** Article **
You are viewing a plain text version of this content. The canonical link for it is here.
Posted to mapreduce-issues@hadoop.apache.org by "John Elliott (JIRA)" <ji...@apache.org> on 2013/01/18 15:36:13 UTC
[jira] [Created] (MAPREDUCE-4947) Random task failures during TeraSort job

John Elliott created MAPREDUCE-4947:
---------------------------------------

             Summary: Random task failures during TeraSort job
                 Key: MAPREDUCE-4947
                 URL: https://issues.apache.org/jira/browse/MAPREDUCE-4947
             Project: Hadoop Map/Reduce
          Issue Type: Bug
    Affects Versions: 1.0.1, 1.0.0, 0.20.205.0
         Environment: RHEL 6.2
4 datanodes
    one xfs filesystem per datanode
    2 quad core CPU's per datanode
    48 GB memory per datanode
10GbE node interconnect
jdk1.6.0_32
            Reporter: John Elliott
            Priority: Minor


During most of my terasort jobs, I see occasional, random map task failures during the reduce phase.  Usually there will be only 1-4 task failures during a job, with the job completing successfully.  On rare occasions, a tasktracker will be blacklisted.  Below are the usual error messages:
========================================
NFO mapred.JobClient: Task Id : attempt_201301151521_0002_m_005954_0, Status : FAILED
java.lang.Throwable: Child Error
        at org.apache.hadoop.mapred.TaskRunner.run(TaskRunner.java:271)

** Information provided **
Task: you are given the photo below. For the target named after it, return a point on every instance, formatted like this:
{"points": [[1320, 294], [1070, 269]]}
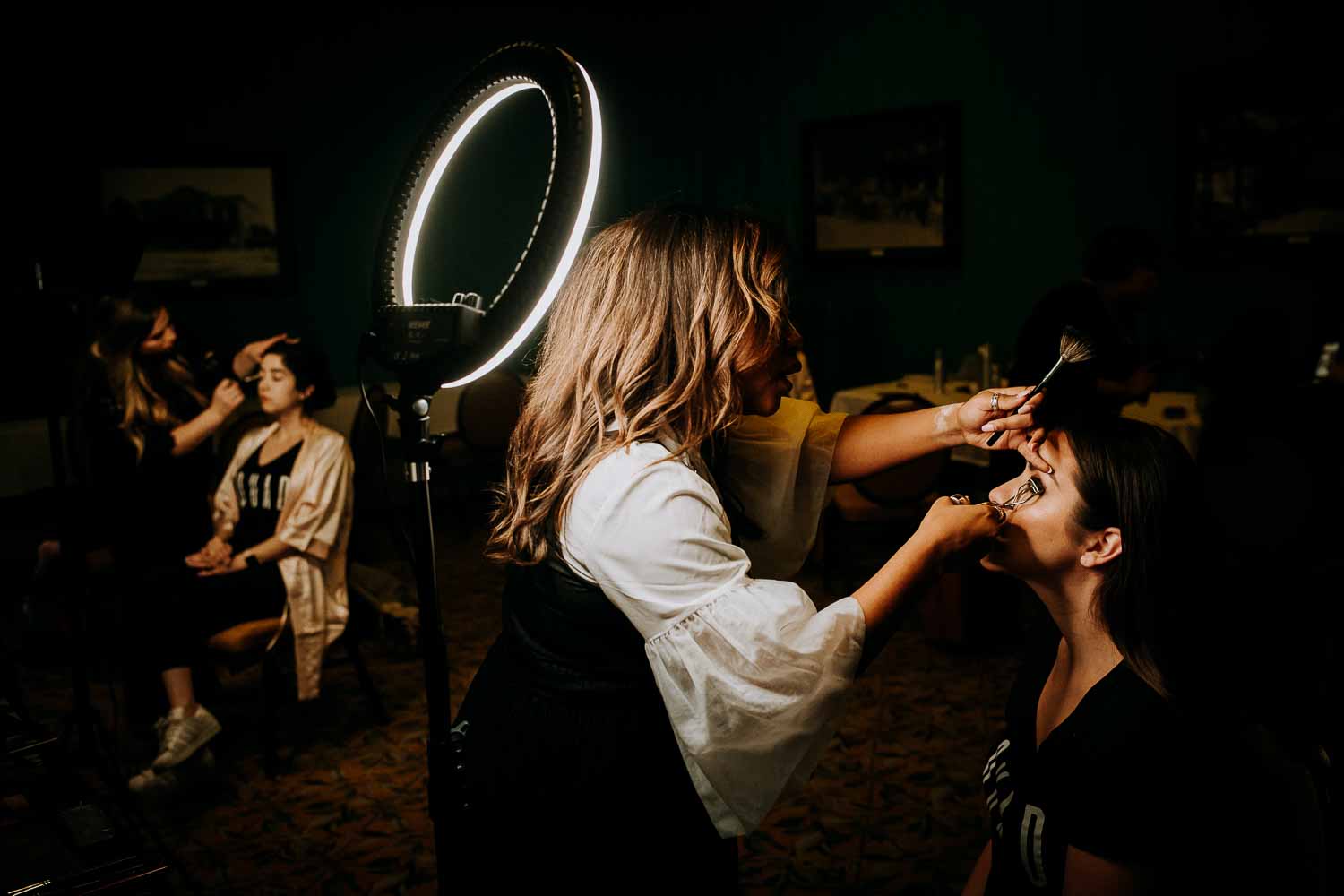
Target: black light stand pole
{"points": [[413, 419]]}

* * *

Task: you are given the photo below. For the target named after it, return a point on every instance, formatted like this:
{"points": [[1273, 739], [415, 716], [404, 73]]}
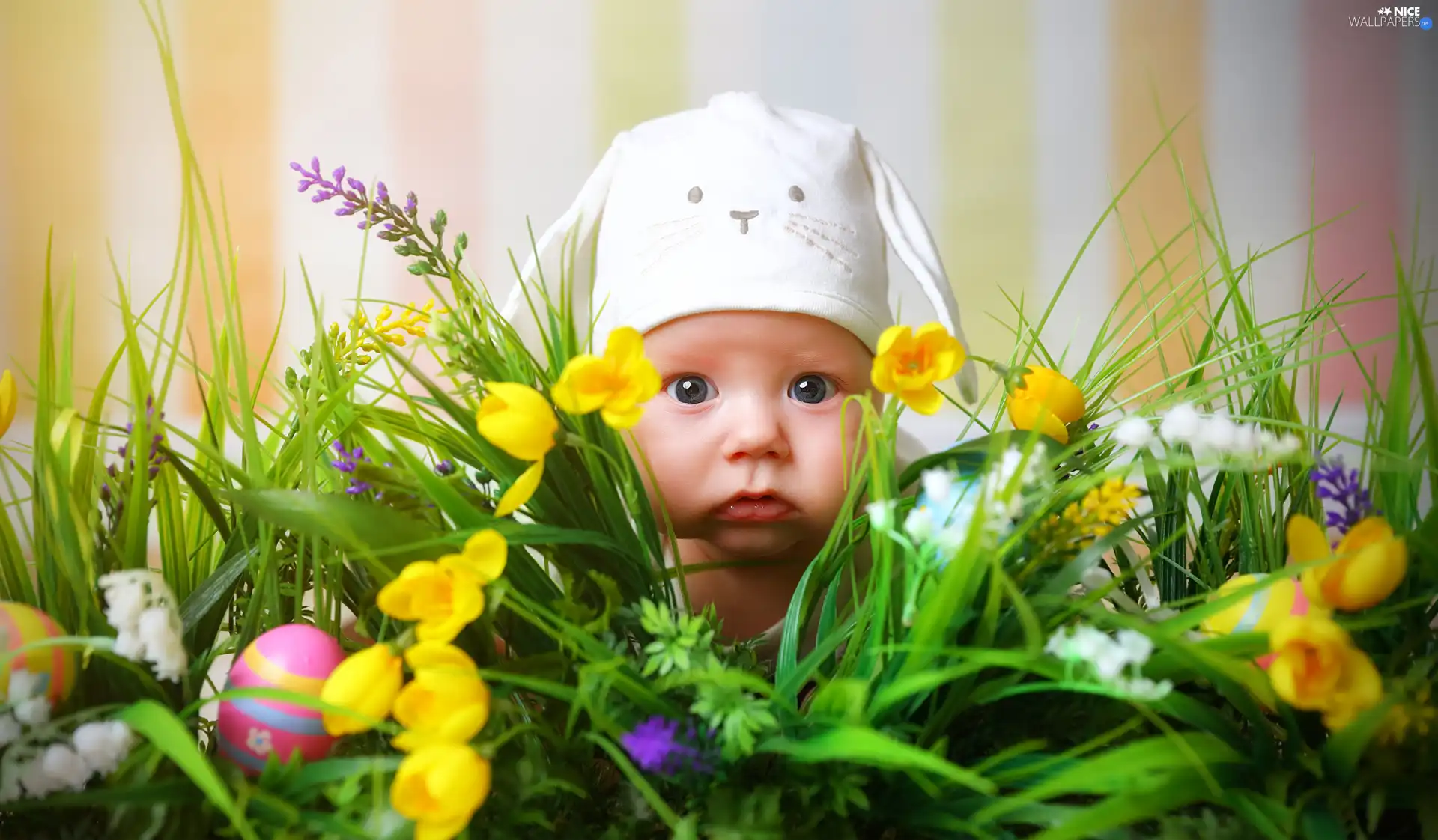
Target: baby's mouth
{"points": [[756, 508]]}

** What the task asks **
Please copy the TeraSort bug report in full, word for word. Rely only on the TeraSort bug report here.

** Full response **
You are viewing a plain text version of this content. The canonical link for it is here.
Posted to mapreduce-issues@hadoop.apache.org by "John Elliott (JIRA)" <ji...@apache.org> on 2013/01/18 15:36:13 UTC
[jira] [Created] (MAPREDUCE-4947) Random task failures during TeraSort job

John Elliott created MAPREDUCE-4947:
---------------------------------------

             Summary: Random task failures during TeraSort job
                 Key: MAPREDUCE-4947
                 URL: https://issues.apache.org/jira/browse/MAPREDUCE-4947
             Project: Hadoop Map/Reduce
          Issue Type: Bug
    Affects Versions: 1.0.1, 1.0.0, 0.20.205.0
         Environment: RHEL 6.2
4 datanodes
    one xfs filesystem per datanode
    2 quad core CPU's per datanode
    48 GB memory per datanode
10GbE node interconnect
jdk1.6.0_32
            Reporter: John Elliott
            Priority: Minor


During most of my terasort jobs, I see occasional, random map task failures during the reduce phase.  Usually there will be only 1-4 task failures during a job, with the job completing successfully.  On rare occasions, a tasktracker will be blacklisted.  Below are the usual error messages:
========================================
NFO mapred.JobClient: Task Id : attempt_201301151521_0002_m_005954_0, Status : FAILED
java.lang.Throwable: Child Error
        at org.apache.hadoop.mapred.TaskRunner.run(TaskRunner.java:271)